### Records to process:

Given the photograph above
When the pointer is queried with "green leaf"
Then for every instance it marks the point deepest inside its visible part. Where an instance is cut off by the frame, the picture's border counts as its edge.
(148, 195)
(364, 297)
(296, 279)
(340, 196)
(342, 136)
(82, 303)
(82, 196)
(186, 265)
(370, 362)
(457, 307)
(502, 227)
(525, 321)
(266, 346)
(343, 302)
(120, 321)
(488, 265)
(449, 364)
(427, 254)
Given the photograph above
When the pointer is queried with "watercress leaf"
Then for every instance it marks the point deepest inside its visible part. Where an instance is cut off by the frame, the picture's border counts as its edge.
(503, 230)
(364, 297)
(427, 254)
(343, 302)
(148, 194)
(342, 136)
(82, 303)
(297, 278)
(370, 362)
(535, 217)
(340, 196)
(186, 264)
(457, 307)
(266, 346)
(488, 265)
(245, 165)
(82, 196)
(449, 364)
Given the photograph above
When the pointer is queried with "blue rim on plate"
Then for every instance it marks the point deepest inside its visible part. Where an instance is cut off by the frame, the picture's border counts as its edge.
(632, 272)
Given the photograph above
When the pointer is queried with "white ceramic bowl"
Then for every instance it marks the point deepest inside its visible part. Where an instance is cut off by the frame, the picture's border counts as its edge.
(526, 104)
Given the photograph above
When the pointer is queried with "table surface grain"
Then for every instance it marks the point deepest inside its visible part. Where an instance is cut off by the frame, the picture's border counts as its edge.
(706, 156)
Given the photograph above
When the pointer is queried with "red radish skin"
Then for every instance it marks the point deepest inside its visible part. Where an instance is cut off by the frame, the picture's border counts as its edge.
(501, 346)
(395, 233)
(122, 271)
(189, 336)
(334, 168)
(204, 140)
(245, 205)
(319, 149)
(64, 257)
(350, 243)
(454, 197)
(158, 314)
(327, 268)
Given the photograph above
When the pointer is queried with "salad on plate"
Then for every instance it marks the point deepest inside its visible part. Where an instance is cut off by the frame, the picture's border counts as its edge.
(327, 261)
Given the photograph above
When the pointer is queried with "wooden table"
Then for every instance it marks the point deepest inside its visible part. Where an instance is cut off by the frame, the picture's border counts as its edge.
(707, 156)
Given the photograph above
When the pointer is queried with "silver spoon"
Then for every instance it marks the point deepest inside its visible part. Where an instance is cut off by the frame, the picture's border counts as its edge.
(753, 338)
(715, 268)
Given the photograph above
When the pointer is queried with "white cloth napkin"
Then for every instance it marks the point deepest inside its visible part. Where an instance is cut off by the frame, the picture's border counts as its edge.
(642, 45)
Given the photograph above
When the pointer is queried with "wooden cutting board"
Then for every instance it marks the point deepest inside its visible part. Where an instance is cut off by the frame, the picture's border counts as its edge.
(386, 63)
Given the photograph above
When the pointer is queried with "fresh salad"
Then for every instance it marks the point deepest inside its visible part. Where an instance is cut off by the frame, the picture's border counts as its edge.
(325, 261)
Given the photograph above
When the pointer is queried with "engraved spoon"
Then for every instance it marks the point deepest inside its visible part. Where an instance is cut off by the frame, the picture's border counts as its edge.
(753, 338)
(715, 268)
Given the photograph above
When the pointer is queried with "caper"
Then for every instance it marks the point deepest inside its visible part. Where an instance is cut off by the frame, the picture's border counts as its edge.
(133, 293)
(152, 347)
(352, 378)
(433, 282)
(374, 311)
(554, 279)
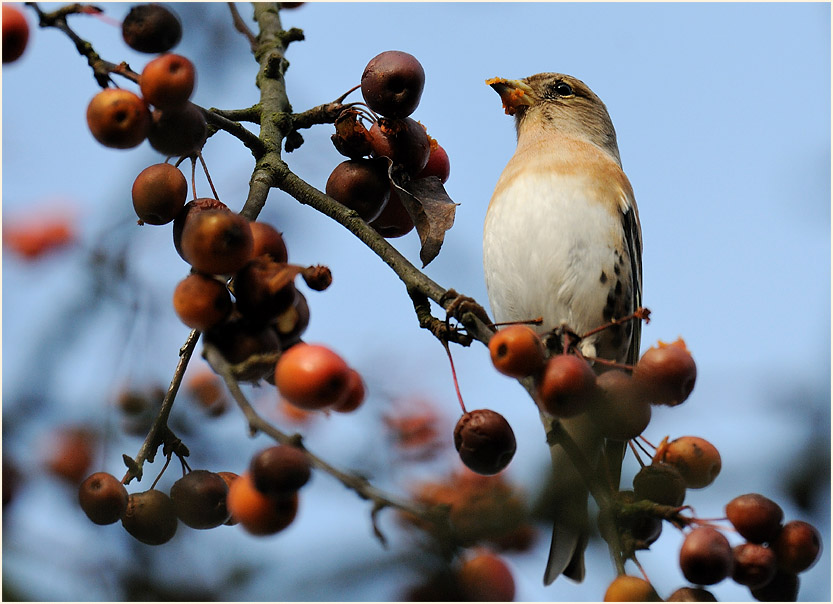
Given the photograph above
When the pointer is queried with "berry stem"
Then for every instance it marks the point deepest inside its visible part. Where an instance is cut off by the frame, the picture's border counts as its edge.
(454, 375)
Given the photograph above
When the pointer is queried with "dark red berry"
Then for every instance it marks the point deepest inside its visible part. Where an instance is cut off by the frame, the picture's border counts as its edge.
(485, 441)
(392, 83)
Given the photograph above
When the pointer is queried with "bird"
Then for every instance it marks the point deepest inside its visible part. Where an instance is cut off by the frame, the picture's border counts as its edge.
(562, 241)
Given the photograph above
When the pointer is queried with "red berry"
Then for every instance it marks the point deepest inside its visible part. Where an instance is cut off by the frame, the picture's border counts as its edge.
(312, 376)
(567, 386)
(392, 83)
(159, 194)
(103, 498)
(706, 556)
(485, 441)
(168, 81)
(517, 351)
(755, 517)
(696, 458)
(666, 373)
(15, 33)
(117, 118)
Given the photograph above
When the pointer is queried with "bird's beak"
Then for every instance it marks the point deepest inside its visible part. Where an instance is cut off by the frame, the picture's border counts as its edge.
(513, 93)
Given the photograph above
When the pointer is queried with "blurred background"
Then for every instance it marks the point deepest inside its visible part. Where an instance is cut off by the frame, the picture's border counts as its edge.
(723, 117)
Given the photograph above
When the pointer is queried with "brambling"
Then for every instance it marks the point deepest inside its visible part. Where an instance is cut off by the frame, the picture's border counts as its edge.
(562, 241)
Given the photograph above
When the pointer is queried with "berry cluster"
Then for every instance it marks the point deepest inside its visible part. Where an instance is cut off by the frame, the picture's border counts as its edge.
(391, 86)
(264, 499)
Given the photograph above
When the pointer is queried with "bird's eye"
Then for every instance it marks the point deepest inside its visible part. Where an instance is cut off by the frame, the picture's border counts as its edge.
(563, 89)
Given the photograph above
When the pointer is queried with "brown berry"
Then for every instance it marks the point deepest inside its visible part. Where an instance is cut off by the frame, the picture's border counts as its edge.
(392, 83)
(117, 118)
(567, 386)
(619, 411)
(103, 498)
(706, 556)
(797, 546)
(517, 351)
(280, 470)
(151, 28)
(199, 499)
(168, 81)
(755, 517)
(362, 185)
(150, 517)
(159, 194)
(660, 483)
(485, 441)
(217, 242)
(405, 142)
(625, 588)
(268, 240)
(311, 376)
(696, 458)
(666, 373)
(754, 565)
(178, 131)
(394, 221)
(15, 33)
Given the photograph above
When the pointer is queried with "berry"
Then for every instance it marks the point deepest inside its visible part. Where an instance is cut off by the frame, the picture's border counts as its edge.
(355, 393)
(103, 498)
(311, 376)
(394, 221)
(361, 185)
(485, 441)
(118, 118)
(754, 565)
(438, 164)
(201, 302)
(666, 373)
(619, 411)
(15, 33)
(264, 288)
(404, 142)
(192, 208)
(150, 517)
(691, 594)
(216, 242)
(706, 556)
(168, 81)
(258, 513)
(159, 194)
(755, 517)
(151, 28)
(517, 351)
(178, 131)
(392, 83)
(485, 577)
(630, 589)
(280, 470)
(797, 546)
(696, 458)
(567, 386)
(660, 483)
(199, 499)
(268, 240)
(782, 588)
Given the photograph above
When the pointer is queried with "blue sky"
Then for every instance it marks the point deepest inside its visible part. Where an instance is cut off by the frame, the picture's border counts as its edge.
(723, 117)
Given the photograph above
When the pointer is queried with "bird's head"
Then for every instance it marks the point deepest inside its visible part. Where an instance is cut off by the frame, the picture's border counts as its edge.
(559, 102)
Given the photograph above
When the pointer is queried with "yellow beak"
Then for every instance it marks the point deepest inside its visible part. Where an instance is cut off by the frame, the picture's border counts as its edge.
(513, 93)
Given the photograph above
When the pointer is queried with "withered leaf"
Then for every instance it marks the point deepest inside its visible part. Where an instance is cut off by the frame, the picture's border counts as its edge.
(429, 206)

### Given task:
The entries above should be reproduced exactly, without their pictures.

### Exercise output:
Given the photograph above
When the pointer is queried with "green leaf"
Then for every instance it marks the point deepest inside its visible part. Where an instance is cut off by the frame, the picture's border counts as its edge.
(148, 195)
(364, 297)
(296, 279)
(340, 196)
(342, 136)
(82, 303)
(82, 196)
(186, 265)
(370, 362)
(457, 307)
(502, 227)
(525, 321)
(266, 346)
(343, 302)
(120, 321)
(488, 265)
(449, 364)
(427, 254)
Given the photograph above
When the pointer is queried with "watercress leaf"
Then for every instance it marks the point deepest inside its visible part. Where an instance is cut off by the frame, the picture's border counts as its edge.
(503, 230)
(364, 297)
(427, 254)
(343, 302)
(148, 194)
(342, 136)
(82, 303)
(297, 278)
(370, 362)
(535, 217)
(340, 196)
(186, 264)
(457, 307)
(266, 346)
(488, 265)
(245, 165)
(82, 196)
(449, 364)
Given the photograph above
When the pointer is queried with "blue rim on plate"
Then for every instance it marks the point deepest inside its visible part. Where an instance is cut off by the frame, the picture's border counts as its edge.
(632, 272)
Given the photograph above
When the pointer is queried with "white ceramic bowl"
Then for every instance it marks the point deepest inside its visible part. Where an instance is cut off by the frame, the picture's border counts as its edge.
(526, 104)
Given the photograph above
When the pointer is queried with "table surface grain"
Then for every instance it marks the point deepest inside its visible part. Where an instance is cut off by the frame, the picture's border counts as its edge.
(706, 156)
Given the photograph above
When the pointer is queried with "red radish skin"
Then for every instance it marks the point deepest inside its visible part. Where an instance is cut off by the frame, the picture's border counts as its edge.
(501, 346)
(395, 233)
(122, 271)
(189, 336)
(334, 168)
(204, 140)
(245, 205)
(319, 149)
(64, 257)
(350, 243)
(454, 197)
(158, 314)
(327, 268)
Given the photograph above
When the pointer is queried with "salad on plate"
Then for every instance it marks the point deepest inside its visible part. Where an instance is cut off by the frame, the picture's border counts as its edge.
(327, 261)
Given the photograph above
When the pointer is queried with "wooden table"
Then for every instance it marks the point deepest inside its visible part. Where an instance is cut off by the frame, the picture's border counts as its edge.
(707, 156)
Given the photograph above
When the pointer is queried with "silver spoon"
Then for every instance it marks the point deepest inside its visible part. Where an instance is cut off by the frame, the picture's border counts as its edge.
(753, 338)
(715, 268)
Given the photograph above
When the pointer is queried with "white cloth napkin"
Then for every instance it marks the point deepest inside its visible part. Where an instance is cut off by the frame, the picture's border counts as its edge.
(642, 45)
Given the photograph above
When the pointer is queried with "wooden cutting board"
Then for every instance it marks the point deepest inside its visible part. Where an instance is cut off by the frame, the picture's border counts as its edge.
(386, 63)
Given the photograph above
When the pointer is queried with "fresh salad"
Then for every instance it marks the point deepest inside its visible part. Where an instance is cut off by the frame, the picture's border counts as its edge.
(325, 261)
Given the photograph above
When the pointer is queried with "engraved spoon"
Then for every instance it marks the point deepest inside its visible part. Where an instance is cut off by the frame, the picture's border counts as its edge.
(753, 338)
(715, 268)
Given the photograph above
When the pointer is queried with "caper"
Then for every instance it marks the point deepest inside its visible part. Where an instance is cut off by the frame, the picture's border counts as its edge.
(133, 293)
(152, 347)
(352, 378)
(433, 282)
(374, 311)
(554, 279)
Given the photograph above
When the pointer is queried with "berry stem"
Then for every instance it marks the point deepest inside its visible part. Where an instance is cut off by the frame, the picture's border counts as its edge.
(454, 375)
Given the photograph above
When the pointer is queried with "dark red berry"
Then for every instance it marks the point deepest inside its visible part. Where an instance is cut off by the frame, the picture's border counts as its edge.
(485, 441)
(392, 83)
Given the photograph above
When the pointer is queried with "bird"
Then for every instance it marks the point deepest inside its visible part. Where an instance is cut off by the frame, the picture's border counts as its edge.
(562, 241)
Given the photograph above
When the pointer is queried with "red berry"
Then for every instance it marks the point deepest inside its visible part. Where an instance is cut off by the frame, the picture's border counts as its edge.
(312, 376)
(567, 386)
(392, 83)
(159, 194)
(103, 498)
(706, 556)
(485, 441)
(168, 81)
(517, 351)
(755, 517)
(696, 458)
(666, 373)
(15, 33)
(117, 118)
Given the photograph above
When the pointer is queried with "bird's beak"
Then for every instance it marks the point deepest inside its visible part. Where an instance is cut off by the frame, the picture's border counts as its edge.
(513, 93)
Given the photograph above
When the pointer is queried with "blurred background"
Then for every instance it marks the point deepest inside its visible part. Where an instance is cut off by the frame, the picture's border counts as its edge.
(723, 117)
Given the photograph above
When the pointer is queried with "brambling"
Then for every instance it marks the point deepest inside its visible part. Where an instance is cut off by the frame, the picture's border counts as its edge.
(562, 241)
Given the photograph above
When the pointer is queried with "berry cluster"
Then for every instance it marks the point deepest inside its visible part. Where an instance is cut off by the frame, the picture's border counts as its edge.
(391, 86)
(264, 499)
Given the photograph above
When the pointer is queried with "bird's eye"
Then for every instance it marks the point deepest inside its visible part. Where an instance is cut off by the frame, the picture's border counts as its edge.
(563, 89)
Given the photograph above
When the pointer is queried with "brown berry"
Then for every instance it marks the point deepest inside its visible part. Where an instance is cut off by the frame, the picture's border counts as its edge.
(392, 83)
(117, 118)
(567, 386)
(619, 411)
(103, 498)
(706, 556)
(797, 546)
(517, 351)
(280, 470)
(151, 28)
(199, 499)
(168, 81)
(755, 517)
(362, 185)
(150, 517)
(159, 194)
(660, 483)
(485, 441)
(217, 242)
(405, 142)
(625, 588)
(268, 240)
(311, 376)
(696, 458)
(666, 373)
(754, 565)
(178, 131)
(394, 221)
(15, 33)
Given the photograph above
When the pointer is queried with "berry"
Then for every instance it marks the point deepest inside its visible part. Where an instance is cut off by the frame, the picture's border counts as its edge.
(355, 393)
(103, 498)
(311, 376)
(394, 221)
(361, 185)
(485, 441)
(118, 118)
(754, 565)
(438, 164)
(201, 302)
(666, 373)
(619, 411)
(15, 33)
(264, 288)
(404, 142)
(192, 208)
(150, 517)
(691, 594)
(216, 242)
(706, 556)
(168, 81)
(258, 513)
(159, 194)
(755, 517)
(151, 28)
(517, 351)
(178, 131)
(392, 83)
(485, 577)
(630, 589)
(280, 470)
(797, 546)
(696, 458)
(567, 386)
(660, 483)
(199, 499)
(268, 240)
(782, 588)
Given the photograph above
When the pointer is queried with "blue sky"
Then for every instance it marks the point deepest inside its visible part. Where an instance is cut off by the frame, the picture's border counts as its edge.
(723, 117)
Given the photograph above
When the pointer is queried with "bird's head"
Then for every instance it marks the point deepest inside its visible part. Where an instance is cut off by the frame, the picture's border counts as its edge.
(559, 102)
Given the photograph above
When the pointer is queried with "yellow beak"
Then for every instance it marks the point deepest inside its visible part. Where an instance is cut off by the frame, the picture's border counts as its edge.
(513, 93)
Given the photograph above
When the pointer is queried with "withered leaf"
Then for every instance it marks the point deepest inside its visible part. Where an instance is cut off by the frame, the picture's border counts as its edge.
(429, 206)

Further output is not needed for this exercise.